### Work required
Recast the records below as a numbered list with one line per item, skipping blank lines and omitting the picture placeholders.

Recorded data
______

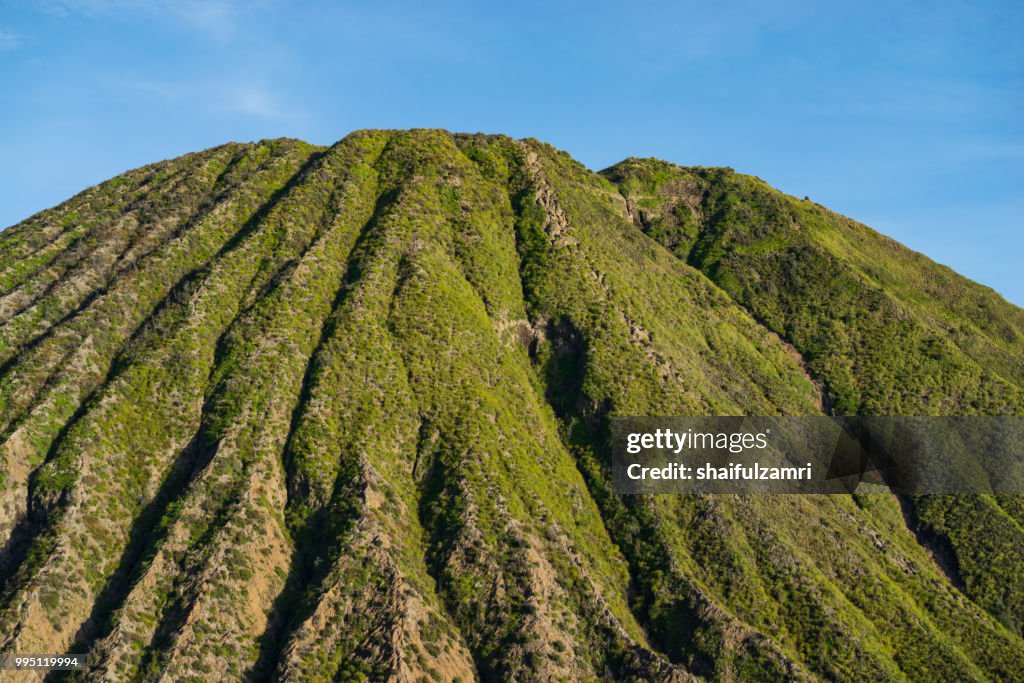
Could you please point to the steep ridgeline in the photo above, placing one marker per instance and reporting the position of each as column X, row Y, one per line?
column 278, row 412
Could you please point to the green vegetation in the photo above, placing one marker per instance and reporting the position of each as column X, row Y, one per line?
column 280, row 412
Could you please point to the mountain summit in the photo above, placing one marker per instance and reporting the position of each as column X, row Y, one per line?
column 280, row 412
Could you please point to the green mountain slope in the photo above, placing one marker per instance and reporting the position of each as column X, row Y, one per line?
column 278, row 412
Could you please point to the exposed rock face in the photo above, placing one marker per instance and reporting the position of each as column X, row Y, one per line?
column 281, row 412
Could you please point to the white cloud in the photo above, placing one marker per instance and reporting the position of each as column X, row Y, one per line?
column 223, row 95
column 8, row 40
column 216, row 18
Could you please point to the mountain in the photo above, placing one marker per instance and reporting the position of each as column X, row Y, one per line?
column 280, row 412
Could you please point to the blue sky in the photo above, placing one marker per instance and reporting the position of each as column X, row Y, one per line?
column 907, row 116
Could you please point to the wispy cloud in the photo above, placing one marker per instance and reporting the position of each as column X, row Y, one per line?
column 224, row 95
column 8, row 40
column 216, row 18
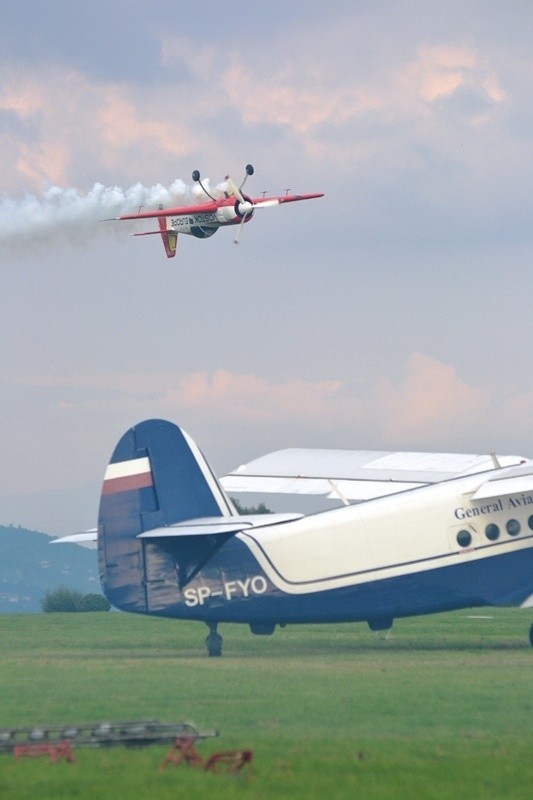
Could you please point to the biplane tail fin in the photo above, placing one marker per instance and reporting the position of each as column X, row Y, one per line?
column 157, row 477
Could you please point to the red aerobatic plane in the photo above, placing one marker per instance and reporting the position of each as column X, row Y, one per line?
column 204, row 219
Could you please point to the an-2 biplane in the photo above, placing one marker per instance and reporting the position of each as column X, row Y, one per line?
column 204, row 219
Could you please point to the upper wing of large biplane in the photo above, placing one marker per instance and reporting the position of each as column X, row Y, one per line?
column 355, row 475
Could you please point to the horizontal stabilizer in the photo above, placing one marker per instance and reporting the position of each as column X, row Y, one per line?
column 212, row 526
column 86, row 537
column 353, row 474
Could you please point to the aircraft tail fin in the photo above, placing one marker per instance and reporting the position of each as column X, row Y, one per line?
column 156, row 477
column 169, row 237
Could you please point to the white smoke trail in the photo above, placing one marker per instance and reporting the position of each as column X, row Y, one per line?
column 79, row 216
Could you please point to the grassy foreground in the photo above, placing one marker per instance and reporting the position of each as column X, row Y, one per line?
column 440, row 709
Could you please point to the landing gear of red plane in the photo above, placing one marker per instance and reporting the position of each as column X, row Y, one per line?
column 214, row 640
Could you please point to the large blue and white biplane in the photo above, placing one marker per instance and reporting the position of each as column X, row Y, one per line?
column 414, row 533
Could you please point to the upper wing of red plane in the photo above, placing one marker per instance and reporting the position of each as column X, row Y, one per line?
column 213, row 205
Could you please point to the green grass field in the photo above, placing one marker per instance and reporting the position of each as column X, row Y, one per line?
column 440, row 709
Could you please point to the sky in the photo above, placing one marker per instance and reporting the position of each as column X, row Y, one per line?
column 393, row 313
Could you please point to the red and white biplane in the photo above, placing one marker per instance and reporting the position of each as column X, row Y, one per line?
column 204, row 219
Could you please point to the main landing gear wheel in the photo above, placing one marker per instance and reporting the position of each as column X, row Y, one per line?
column 213, row 641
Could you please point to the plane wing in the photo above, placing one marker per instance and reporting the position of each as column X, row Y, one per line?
column 85, row 537
column 354, row 474
column 212, row 206
column 199, row 208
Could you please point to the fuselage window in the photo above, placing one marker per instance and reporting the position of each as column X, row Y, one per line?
column 492, row 532
column 464, row 538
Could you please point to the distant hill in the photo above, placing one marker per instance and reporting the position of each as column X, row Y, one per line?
column 30, row 566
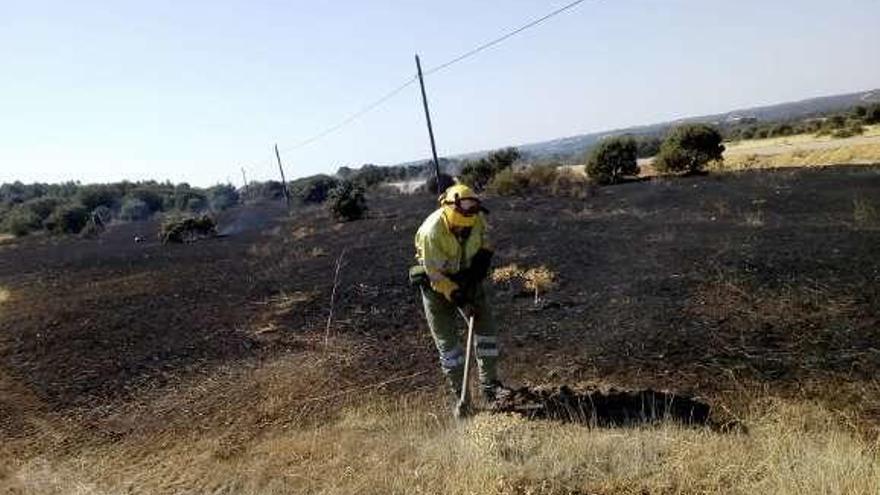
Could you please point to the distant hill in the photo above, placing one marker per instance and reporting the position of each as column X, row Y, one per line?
column 573, row 147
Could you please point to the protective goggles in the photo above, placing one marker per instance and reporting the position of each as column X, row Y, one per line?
column 468, row 206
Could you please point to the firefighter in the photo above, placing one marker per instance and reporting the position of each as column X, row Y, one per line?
column 454, row 257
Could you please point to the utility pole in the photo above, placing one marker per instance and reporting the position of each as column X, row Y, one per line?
column 430, row 129
column 283, row 180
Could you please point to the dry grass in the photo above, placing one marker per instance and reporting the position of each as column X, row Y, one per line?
column 867, row 153
column 538, row 280
column 390, row 447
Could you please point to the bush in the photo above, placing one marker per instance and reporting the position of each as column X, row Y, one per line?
column 134, row 209
column 689, row 148
column 152, row 198
column 68, row 218
column 347, row 202
column 20, row 221
column 187, row 229
column 648, row 146
column 195, row 203
column 872, row 114
column 478, row 173
column 222, row 196
column 538, row 179
column 852, row 129
column 613, row 159
column 42, row 207
column 94, row 196
column 314, row 189
column 508, row 183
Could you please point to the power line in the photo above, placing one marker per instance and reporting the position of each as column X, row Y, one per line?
column 372, row 106
column 498, row 40
column 354, row 116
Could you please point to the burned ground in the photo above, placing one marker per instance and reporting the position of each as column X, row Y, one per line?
column 711, row 286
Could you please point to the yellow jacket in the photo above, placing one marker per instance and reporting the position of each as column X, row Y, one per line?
column 442, row 254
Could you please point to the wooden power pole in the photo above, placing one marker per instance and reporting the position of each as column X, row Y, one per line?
column 283, row 180
column 428, row 119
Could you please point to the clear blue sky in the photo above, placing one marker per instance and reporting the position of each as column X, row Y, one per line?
column 193, row 90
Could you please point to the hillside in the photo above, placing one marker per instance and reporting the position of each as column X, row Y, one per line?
column 133, row 367
column 574, row 146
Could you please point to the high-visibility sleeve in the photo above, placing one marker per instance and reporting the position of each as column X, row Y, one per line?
column 434, row 261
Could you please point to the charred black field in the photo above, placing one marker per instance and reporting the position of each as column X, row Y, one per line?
column 711, row 287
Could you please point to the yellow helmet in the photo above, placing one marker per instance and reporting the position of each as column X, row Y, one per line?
column 460, row 206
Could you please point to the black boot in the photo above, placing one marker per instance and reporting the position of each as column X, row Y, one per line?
column 494, row 391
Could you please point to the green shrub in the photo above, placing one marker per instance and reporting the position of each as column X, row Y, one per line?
column 508, row 183
column 478, row 173
column 347, row 202
column 134, row 209
column 20, row 221
column 222, row 196
column 872, row 114
column 68, row 218
column 612, row 160
column 42, row 207
column 538, row 179
column 852, row 129
column 179, row 229
column 94, row 196
column 195, row 203
column 314, row 189
column 151, row 197
column 689, row 148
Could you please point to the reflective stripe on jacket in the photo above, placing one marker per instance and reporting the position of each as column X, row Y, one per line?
column 440, row 251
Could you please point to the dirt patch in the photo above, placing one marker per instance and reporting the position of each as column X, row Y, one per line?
column 605, row 408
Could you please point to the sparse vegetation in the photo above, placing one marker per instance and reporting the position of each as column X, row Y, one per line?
column 612, row 160
column 689, row 148
column 478, row 173
column 67, row 208
column 538, row 179
column 535, row 280
column 177, row 229
column 347, row 202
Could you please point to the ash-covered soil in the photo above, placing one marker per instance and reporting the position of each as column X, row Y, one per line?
column 714, row 286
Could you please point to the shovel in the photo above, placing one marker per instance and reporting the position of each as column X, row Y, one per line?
column 463, row 408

______

### Result for this task
1. Could you please point to the steep ridgeline in the photo above, placing one marker per instance and reporting the position of each as column X, row Y, one per line?
2. column 278, row 412
3. Could you please point to the green vegetation in the photo above, placing one marker per instance and reporting the position of each as column X, row Y, one per line?
4. column 280, row 412
5. Could you please point to the mountain summit in the photo above, placing one marker per instance and reporting the position of each as column X, row Y, one per line?
6. column 280, row 412
7. Could you please point to the green mountain slope in the photo above, placing one marker per instance and reporting the position of each as column X, row Y, one per line?
8. column 278, row 412
9. Could you please point to the exposed rock face in the photo above, placing one marker per instance and reporting the position of each as column X, row Y, one per line?
10. column 281, row 412
11. Could you please point to the white cloud in the photo above, placing one marker per instance and reporting the position of each as column X, row Y, one per line?
12. column 223, row 95
13. column 8, row 40
14. column 216, row 18
15. Could you please point to the mountain in the photo above, placing one marker per instance and reporting the position of each as column X, row Y, one per line?
16. column 280, row 412
17. Could you please point to the blue sky in the photo above, placing one marker per instance and reporting the position of each as column X, row Y, one per line?
18. column 907, row 116
19. Could you please point to the wispy cloud in the photo above, placing one marker per instance and reporting the position of each as column X, row Y, one per line?
20. column 224, row 95
21. column 8, row 40
22. column 216, row 18
23. Could you please point to the biplane tail fin in the photo above, placing one marker per instance and reporting the position of each as column X, row Y, one per line?
24. column 157, row 477
25. Could you please point to the red aerobatic plane in the photo above, placing one marker per instance and reporting the position of each as column X, row Y, one per line?
26. column 204, row 219
27. Could you please point to the an-2 biplane in the photo above, placing one marker per instance and reporting the position of each as column X, row Y, one per line?
28. column 204, row 219
29. Could you please point to the upper wing of large biplane in the photo above, placing one marker per instance and reporting the position of each as column X, row Y, one per line?
30. column 355, row 475
31. Could you please point to the horizontal stabilizer in the photo above, placing one marker per instance and reporting the position of each as column X, row Y, one per line?
32. column 212, row 526
33. column 86, row 537
34. column 353, row 474
35. Could you please point to the aircraft tail fin in the photo above, placing one marker per instance and reporting the position of each as column X, row Y, one per line?
36. column 156, row 477
37. column 169, row 237
38. Could you please point to the white smoke trail in the photo above, placing one marker per instance and reporting the position of each as column X, row Y, one per line?
39. column 79, row 216
40. Could you please point to the grassy foreground in the photo above, placing one marker per instance and reporting the position of each as column X, row Y, one per line?
41. column 440, row 709
42. Could you please point to the landing gear of red plane in the photo above, placing one marker per instance and reporting the position of each as column X, row Y, one per line?
43. column 214, row 640
44. Could you please point to the large blue and white biplane in the photo above, placing one marker per instance and reporting the position of each as column X, row Y, one per line?
45. column 414, row 533
46. Could you please point to the upper wing of red plane in the photo above, placing one marker per instance and reporting the position of each as column X, row Y, one per line?
47. column 213, row 205
48. Could you please point to the green grass field in the photo above, placing one marker per instance and reporting the position of each as column X, row Y, one per line?
49. column 440, row 709
50. Could you please point to the sky in the photo above, placing one marker per instance and reporting the position of each as column X, row Y, one per line?
51. column 393, row 313
52. Could you please point to the red and white biplane in the photo above, placing one marker per instance and reporting the position of each as column X, row Y, one per line?
53. column 204, row 219
54. Could you please point to the main landing gear wheel in the photo above, placing one marker per instance and reporting the position of each as column X, row Y, one per line?
55. column 213, row 641
56. Could you please point to the plane wing in the photo above, placing one marker per instance and reporting the position of each as column X, row Y, one per line?
57. column 85, row 537
58. column 354, row 474
59. column 212, row 206
60. column 199, row 208
61. Could you please point to the fuselage window in the photo above, placing one marker per instance and reporting the position of each as column X, row Y, one per line?
62. column 492, row 532
63. column 464, row 538
64. Could you please point to the distant hill in the photo above, placing one marker per instance and reporting the position of each as column X, row Y, one per line?
65. column 30, row 566
66. Could you please point to the distant hill in the photo above, placing one marker per instance and reporting the position of each as column X, row Y, one per line?
67. column 573, row 147
68. Could you please point to the protective goggles in the photo above, placing one marker per instance and reporting the position of each as column X, row Y, one per line?
69. column 468, row 206
70. Could you please point to the firefighter in the photo above, placing one marker per instance and reporting the position of each as column X, row Y, one per line?
71. column 454, row 257
72. Could you please point to the utility pole in the photo above, placing one marker per instance and reporting the position of each as column X, row Y, one per line?
73. column 430, row 129
74. column 283, row 180
75. Could you please point to the dry grass in the photo above, placing one marker per instance and reporting the position of each as column X, row Y, one per line?
76. column 867, row 153
77. column 538, row 280
78. column 390, row 447
79. Could you please point to the bush in the photo above, placing one marker per instance and reporting the position of each as column X, row Y, one per line?
80. column 134, row 209
81. column 689, row 148
82. column 152, row 198
83. column 68, row 218
84. column 347, row 202
85. column 20, row 221
86. column 187, row 229
87. column 648, row 146
88. column 195, row 203
89. column 872, row 114
90. column 478, row 173
91. column 222, row 196
92. column 538, row 179
93. column 852, row 129
94. column 613, row 159
95. column 42, row 207
96. column 94, row 196
97. column 314, row 189
98. column 508, row 183
99. Could you please point to the power line in the photo above, placing one marker per instance and reporting the position of each as column X, row Y, one per line?
100. column 372, row 106
101. column 498, row 40
102. column 354, row 116
103. Could you please point to the burned ground in the photo above, placing one marker per instance and reporting the position of each as column X, row Y, one per line?
104. column 711, row 286
105. Could you please point to the yellow jacket in the photo above, placing one marker per instance and reporting the position of each as column X, row Y, one per line?
106. column 442, row 254
107. Could you please point to the wooden power pole in the photo above, placing one marker per instance and reporting the position of each as column X, row Y, one per line?
108. column 283, row 180
109. column 428, row 119
110. Could you please point to the clear blue sky in the photo above, placing one marker per instance and reporting the position of each as column X, row Y, one per line?
111. column 193, row 90
112. Could you please point to the hillside in the photo above, placing one marker per instance and reporting the position of each as column X, row Y, one per line?
113. column 133, row 367
114. column 574, row 146
115. Could you please point to the high-visibility sleeve in the photo above, placing one marker per instance and reporting the position of each as column X, row Y, one per line?
116. column 434, row 261
117. Could you please point to the charred black field in the photo above, placing one marker per instance and reporting the position of each as column X, row Y, one per line?
118. column 711, row 287
119. Could you please point to the yellow helmet in the photo above, placing one marker per instance and reporting the position of each as column X, row Y, one per line?
120. column 460, row 206
121. Could you please point to the black boot in the photo above, placing one marker per instance and reporting the position of each as column X, row Y, one per line?
122. column 494, row 391
123. Could you please point to the green shrub in the photo above, placing one marker per instance and reporting the position of each as column X, row Y, one per line?
124. column 508, row 183
125. column 478, row 173
126. column 347, row 202
127. column 134, row 209
128. column 20, row 221
129. column 222, row 196
130. column 872, row 114
131. column 68, row 218
132. column 612, row 160
133. column 42, row 207
134. column 538, row 179
135. column 852, row 129
136. column 179, row 229
137. column 94, row 196
138. column 195, row 203
139. column 314, row 189
140. column 151, row 197
141. column 689, row 148
142. Could you please point to the reflective stripe on jacket in the photo above, placing one marker per instance and reporting the position of each as column X, row Y, one per line?
143. column 440, row 251
144. Could you please point to the dirt patch in the photo above, placing one marker per instance and reporting the position of each as column X, row Y, one per line?
145. column 605, row 408
146. Could you please point to the sparse vegetation in the photo above, placing one marker per instance and reporting the position of each as column X, row Y, one per line?
147. column 612, row 160
148. column 689, row 148
149. column 478, row 173
150. column 67, row 208
151. column 538, row 179
152. column 535, row 280
153. column 177, row 229
154. column 347, row 202
155. Could you please point to the ash-covered soil in the photo above, placing one marker per instance and reporting the position of each as column X, row Y, one per line?
156. column 714, row 286
157. Could you please point to the shovel in the photo above, placing one marker per instance and reporting the position of each as column X, row Y, one per line?
158. column 463, row 408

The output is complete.